▶ [Task material]:
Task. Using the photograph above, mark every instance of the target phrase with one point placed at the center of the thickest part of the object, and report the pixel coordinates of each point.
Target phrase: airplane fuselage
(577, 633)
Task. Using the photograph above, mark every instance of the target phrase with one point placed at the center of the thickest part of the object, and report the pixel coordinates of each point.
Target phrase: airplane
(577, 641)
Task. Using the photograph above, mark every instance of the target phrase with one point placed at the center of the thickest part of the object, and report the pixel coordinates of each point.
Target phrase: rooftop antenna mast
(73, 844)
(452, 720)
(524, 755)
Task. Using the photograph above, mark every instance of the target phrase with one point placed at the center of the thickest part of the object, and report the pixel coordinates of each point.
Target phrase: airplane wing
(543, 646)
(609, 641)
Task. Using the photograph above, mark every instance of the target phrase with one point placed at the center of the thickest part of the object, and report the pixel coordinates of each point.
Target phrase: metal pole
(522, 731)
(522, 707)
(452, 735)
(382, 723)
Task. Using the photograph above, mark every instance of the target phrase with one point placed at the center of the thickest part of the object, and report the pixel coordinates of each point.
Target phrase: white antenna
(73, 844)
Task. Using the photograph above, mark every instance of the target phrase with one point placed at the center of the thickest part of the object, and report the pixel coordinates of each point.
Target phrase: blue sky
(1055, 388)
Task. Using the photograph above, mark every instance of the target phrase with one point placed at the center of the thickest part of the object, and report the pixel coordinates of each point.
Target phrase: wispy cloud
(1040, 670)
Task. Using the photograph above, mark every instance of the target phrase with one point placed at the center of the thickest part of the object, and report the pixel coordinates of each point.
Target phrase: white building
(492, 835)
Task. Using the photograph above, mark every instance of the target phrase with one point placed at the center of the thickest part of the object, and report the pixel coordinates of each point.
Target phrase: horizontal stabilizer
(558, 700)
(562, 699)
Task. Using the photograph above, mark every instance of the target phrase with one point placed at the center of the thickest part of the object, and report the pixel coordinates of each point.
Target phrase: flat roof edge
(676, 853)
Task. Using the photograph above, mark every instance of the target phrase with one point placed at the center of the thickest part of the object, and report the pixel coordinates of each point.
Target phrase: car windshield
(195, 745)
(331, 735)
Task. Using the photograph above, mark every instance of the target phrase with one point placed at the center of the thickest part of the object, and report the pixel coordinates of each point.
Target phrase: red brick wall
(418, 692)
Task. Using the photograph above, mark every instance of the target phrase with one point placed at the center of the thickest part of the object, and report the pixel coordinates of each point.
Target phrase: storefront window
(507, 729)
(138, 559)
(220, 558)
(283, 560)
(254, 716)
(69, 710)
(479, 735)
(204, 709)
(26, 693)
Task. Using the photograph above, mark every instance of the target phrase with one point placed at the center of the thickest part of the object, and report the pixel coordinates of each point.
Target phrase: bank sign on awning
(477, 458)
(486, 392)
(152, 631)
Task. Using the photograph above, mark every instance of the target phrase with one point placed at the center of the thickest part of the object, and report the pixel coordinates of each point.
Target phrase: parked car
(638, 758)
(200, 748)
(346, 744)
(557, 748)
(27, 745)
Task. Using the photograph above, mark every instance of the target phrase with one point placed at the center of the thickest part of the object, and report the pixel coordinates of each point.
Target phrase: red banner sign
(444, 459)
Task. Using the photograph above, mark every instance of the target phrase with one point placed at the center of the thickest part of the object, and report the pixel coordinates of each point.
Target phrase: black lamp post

▶ [To be done]:
Report how many lines in the data above contain the string "white", treating uppercase and lowercase as different. Give only the number.

▶ [Answer to the problem]:
2